* STATED EXERCISE: Can you output every one of these lines word for word, without changing anything?

[Annotated coordinate records]

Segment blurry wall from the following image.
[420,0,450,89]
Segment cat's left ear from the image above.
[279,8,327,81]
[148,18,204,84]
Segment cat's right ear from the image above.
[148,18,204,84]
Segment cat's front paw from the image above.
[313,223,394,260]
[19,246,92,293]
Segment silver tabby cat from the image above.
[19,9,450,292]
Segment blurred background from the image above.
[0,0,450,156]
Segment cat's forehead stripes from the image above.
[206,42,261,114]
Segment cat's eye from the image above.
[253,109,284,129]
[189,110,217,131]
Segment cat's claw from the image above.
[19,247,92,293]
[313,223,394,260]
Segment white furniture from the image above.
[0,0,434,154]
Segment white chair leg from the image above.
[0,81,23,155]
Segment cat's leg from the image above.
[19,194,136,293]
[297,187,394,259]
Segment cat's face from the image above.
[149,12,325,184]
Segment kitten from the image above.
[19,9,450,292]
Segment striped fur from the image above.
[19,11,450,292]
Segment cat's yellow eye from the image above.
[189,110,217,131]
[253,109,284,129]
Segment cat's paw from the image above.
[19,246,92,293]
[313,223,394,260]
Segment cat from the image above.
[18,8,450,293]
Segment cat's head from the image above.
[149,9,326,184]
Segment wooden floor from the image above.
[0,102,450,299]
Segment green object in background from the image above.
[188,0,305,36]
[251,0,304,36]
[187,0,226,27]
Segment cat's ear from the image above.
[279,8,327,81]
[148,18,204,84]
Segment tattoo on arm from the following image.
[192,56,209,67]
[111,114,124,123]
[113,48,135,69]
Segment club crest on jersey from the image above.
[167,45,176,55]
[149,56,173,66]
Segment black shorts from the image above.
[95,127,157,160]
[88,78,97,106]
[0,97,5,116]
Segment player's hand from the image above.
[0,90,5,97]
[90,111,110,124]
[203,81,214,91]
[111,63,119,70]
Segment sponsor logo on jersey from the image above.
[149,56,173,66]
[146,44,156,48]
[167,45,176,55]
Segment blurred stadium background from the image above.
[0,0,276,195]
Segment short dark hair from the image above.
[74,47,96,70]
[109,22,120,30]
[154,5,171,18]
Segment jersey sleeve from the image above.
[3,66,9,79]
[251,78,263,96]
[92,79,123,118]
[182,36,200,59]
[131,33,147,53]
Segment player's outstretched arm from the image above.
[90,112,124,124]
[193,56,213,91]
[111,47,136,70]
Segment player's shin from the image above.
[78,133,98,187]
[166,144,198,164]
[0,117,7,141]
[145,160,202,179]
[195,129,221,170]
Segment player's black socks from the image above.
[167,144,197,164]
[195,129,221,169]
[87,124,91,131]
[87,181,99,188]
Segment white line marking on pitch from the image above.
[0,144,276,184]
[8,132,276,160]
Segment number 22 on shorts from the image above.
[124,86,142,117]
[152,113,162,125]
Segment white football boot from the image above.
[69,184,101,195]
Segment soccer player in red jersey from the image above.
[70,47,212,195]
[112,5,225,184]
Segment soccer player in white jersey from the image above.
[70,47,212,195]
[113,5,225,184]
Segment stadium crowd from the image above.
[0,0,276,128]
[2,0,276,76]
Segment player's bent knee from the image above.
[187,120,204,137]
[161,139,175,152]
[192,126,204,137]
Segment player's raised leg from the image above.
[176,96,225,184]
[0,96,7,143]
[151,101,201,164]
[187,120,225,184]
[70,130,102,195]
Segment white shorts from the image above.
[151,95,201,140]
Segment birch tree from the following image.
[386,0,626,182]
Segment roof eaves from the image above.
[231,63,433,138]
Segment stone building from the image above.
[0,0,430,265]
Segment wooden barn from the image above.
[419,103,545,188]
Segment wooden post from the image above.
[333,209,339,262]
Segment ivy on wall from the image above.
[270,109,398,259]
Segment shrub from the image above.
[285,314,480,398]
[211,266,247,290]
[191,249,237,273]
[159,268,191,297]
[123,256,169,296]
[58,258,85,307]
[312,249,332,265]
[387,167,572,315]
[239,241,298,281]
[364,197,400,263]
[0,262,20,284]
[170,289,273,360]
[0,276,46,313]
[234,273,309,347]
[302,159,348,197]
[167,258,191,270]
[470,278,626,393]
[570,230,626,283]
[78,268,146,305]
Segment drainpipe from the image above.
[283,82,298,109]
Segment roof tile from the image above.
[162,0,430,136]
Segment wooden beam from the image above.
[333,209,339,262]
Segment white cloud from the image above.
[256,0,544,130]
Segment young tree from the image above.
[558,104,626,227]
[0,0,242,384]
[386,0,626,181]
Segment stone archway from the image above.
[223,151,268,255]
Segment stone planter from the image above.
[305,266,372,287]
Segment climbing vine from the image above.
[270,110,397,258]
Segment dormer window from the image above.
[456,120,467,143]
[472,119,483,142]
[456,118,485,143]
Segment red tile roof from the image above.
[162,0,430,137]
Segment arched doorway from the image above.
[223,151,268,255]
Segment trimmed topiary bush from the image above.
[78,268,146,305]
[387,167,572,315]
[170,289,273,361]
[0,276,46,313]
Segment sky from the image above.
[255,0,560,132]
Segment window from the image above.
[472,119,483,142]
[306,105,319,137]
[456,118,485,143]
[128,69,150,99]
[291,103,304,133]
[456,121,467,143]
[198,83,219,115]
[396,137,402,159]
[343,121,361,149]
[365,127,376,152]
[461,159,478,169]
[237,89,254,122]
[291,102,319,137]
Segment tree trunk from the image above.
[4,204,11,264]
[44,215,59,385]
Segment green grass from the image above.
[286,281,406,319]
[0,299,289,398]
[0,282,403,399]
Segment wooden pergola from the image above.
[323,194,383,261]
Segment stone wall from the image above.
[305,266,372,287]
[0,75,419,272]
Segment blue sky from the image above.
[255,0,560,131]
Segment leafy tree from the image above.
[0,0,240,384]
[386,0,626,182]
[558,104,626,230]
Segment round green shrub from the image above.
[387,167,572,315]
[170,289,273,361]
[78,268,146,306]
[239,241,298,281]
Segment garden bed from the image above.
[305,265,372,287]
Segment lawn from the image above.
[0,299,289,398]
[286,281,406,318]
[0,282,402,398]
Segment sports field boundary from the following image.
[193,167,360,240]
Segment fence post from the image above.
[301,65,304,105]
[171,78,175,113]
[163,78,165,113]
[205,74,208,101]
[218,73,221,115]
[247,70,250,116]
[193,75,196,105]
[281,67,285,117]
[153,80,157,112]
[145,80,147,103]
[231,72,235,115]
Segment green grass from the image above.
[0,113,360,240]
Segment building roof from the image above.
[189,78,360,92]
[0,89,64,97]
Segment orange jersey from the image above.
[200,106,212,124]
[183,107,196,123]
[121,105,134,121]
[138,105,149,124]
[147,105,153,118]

* EXERCISE OUTPUT:
Segment blurry wall from the following image.
[420,0,450,89]
Segment cat's left ear from the image above.
[279,8,327,81]
[148,18,204,84]
Segment cat's right ear from the image above.
[148,18,204,84]
Segment cat's front paw from the image above.
[313,223,394,260]
[19,246,92,293]
Segment silver tabby cat from the image above.
[19,9,450,292]
Segment blurred background from the image above.
[0,0,450,156]
Segment cat's forehead stripes from the image above.
[206,42,261,114]
Segment cat's eye from the image above.
[253,109,284,129]
[189,110,217,131]
Segment cat's claw from the image above.
[19,247,92,293]
[313,223,394,260]
Segment white furniture from the image above.
[0,0,434,154]
Segment white chair leg from the image above.
[0,81,23,155]
Segment cat's leg from the image above.
[19,194,136,293]
[297,187,394,259]
Segment cat's face from the image above.
[149,12,325,184]
Segment kitten from the image above.
[19,9,450,292]
Segment striped fur from the image above.
[19,11,450,292]
Segment cat's yellow eye from the image above.
[189,110,217,131]
[253,109,284,129]
Segment cat's paw from the image above.
[19,246,92,293]
[313,223,394,260]
Segment cat from the image above.
[18,8,450,293]
Segment cat's head from the image above.
[149,9,326,184]
Segment wooden floor from the image above.
[0,102,450,299]
Segment green object in background from the image above.
[188,0,305,36]
[251,0,304,36]
[187,0,226,27]
Segment cat's ear from the image above.
[279,8,327,81]
[148,18,204,84]
Segment tattoo on arm from the following image.
[192,56,209,67]
[111,114,124,123]
[113,48,135,69]
Segment club crest on jersey from the image above.
[167,45,176,55]
[149,56,173,66]
Segment black shorts from the image above.
[95,127,157,160]
[88,78,97,106]
[0,97,5,116]
Segment player's hand from the image above.
[0,90,5,97]
[90,111,110,124]
[203,81,214,91]
[111,63,119,70]
Segment sponsor logo on jersey from the image above.
[149,56,173,66]
[146,44,156,48]
[167,45,176,55]
Segment blurred stadium background from the image above.
[0,0,276,195]
Segment short dark hair from the image above.
[74,47,96,70]
[109,22,120,30]
[154,5,171,18]
Segment jersey sleeve from the image above.
[3,66,9,79]
[251,78,263,96]
[92,79,123,118]
[182,36,200,59]
[131,33,147,53]
Segment player's outstretched arm from the image above.
[90,112,124,124]
[193,56,213,91]
[111,47,136,70]
Segment player's shin from the image above.
[78,133,98,187]
[166,144,198,164]
[0,117,7,141]
[145,160,202,179]
[195,129,221,170]
Segment player's black socks from the image above.
[167,144,197,164]
[195,129,221,169]
[87,124,91,131]
[87,181,99,188]
Segment white line marking on pitch from the image above.
[0,144,276,184]
[8,132,276,160]
Segment number 22 on shorts from the image above.
[124,86,142,117]
[152,113,162,125]
Segment white football boot from the image above.
[69,184,101,195]
Segment soccer player in red jersey from the image above.
[70,47,212,195]
[112,5,225,184]
Segment soccer player in white jersey from the image above.
[70,47,212,195]
[113,5,225,184]
Segment stadium crowd from the image above.
[0,0,276,128]
[2,0,276,76]
Segment player's bent knee from the image above.
[187,120,204,137]
[161,139,175,152]
[192,126,204,137]
Segment player's raised leg from the image above.
[176,96,225,184]
[0,96,7,143]
[151,101,201,164]
[187,120,225,184]
[70,130,102,195]
Segment white shorts from the image above.
[151,95,201,140]
Segment birch tree from the following image.
[386,0,626,182]
Segment roof eaves from the image above.
[231,63,433,138]
Segment stone building from the image above.
[0,0,430,265]
Segment wooden barn from the image above.
[419,103,545,188]
Segment wooden post from the image above.
[333,209,339,262]
Segment ivy on wall from the image above.
[270,109,398,259]
Segment shrub from the image above.
[285,314,480,398]
[211,266,247,290]
[191,249,237,273]
[159,268,191,297]
[123,256,169,296]
[58,258,85,307]
[312,249,332,265]
[387,167,572,315]
[239,241,298,281]
[364,197,400,263]
[0,262,20,284]
[170,289,273,360]
[0,276,46,313]
[234,273,309,347]
[302,159,348,197]
[167,258,191,270]
[470,278,626,393]
[570,230,626,283]
[78,268,146,305]
Segment drainpipe from the image above.
[283,82,298,109]
Segment roof tile from the image above.
[162,0,430,136]
Segment wooden beam from the image above.
[333,209,339,262]
Segment white cloud from the image above.
[256,0,544,130]
Segment young tree from the image above.
[558,104,626,227]
[0,0,242,384]
[386,0,626,181]
Segment stone archway from the image above.
[223,151,268,255]
Segment stone planter from the image above.
[305,266,372,287]
Segment climbing vine from the image above.
[270,110,397,258]
Segment dormer window from the image above.
[456,120,467,143]
[472,119,483,142]
[456,118,485,143]
Segment red tile roof from the image above.
[162,0,430,137]
Segment arched doorway from the image above.
[223,151,268,255]
Segment trimmed topiary bush from the image above.
[78,268,146,305]
[387,167,572,315]
[170,289,273,361]
[0,276,46,313]
Segment sky from the image above.
[255,0,560,132]
Segment window from the image above.
[472,119,483,142]
[306,105,319,137]
[456,118,485,143]
[128,69,150,99]
[291,103,304,133]
[456,121,467,143]
[198,83,219,115]
[396,137,402,159]
[343,121,361,149]
[365,127,376,152]
[461,159,478,169]
[237,89,254,122]
[291,102,319,137]
Segment tree trunk from the image above.
[4,204,11,264]
[44,215,59,385]
Segment green grass from the image above.
[286,281,406,319]
[0,299,289,398]
[0,282,403,399]
Segment wooden pergola from the image above.
[323,194,383,261]
Segment stone wall from the image above.
[305,266,372,287]
[0,75,419,272]
Segment blue sky from the image above.
[255,0,560,131]
Segment leafy tree from the image above.
[0,0,240,384]
[386,0,626,182]
[558,104,626,230]
Segment round green shrub from the image above.
[387,167,572,315]
[170,289,273,361]
[78,268,146,306]
[239,241,298,281]
Segment garden bed from the image above.
[305,265,372,287]
Segment lawn from the image above.
[0,299,289,398]
[286,281,406,318]
[0,282,402,398]
Segment sports field boundary from the following image.
[193,167,360,240]
Segment fence post from the image above.
[301,65,304,105]
[171,78,175,113]
[163,78,165,113]
[205,74,208,101]
[218,73,221,115]
[247,70,250,116]
[193,75,196,105]
[281,67,285,117]
[153,80,157,112]
[145,80,147,103]
[231,72,235,115]
Segment green grass from the image above.
[0,113,360,240]
Segment building roof from the image above.
[189,78,360,92]
[0,89,64,97]
Segment orange jersey from the image above.
[200,106,212,124]
[183,107,196,123]
[121,105,134,121]
[138,105,149,124]
[147,105,153,118]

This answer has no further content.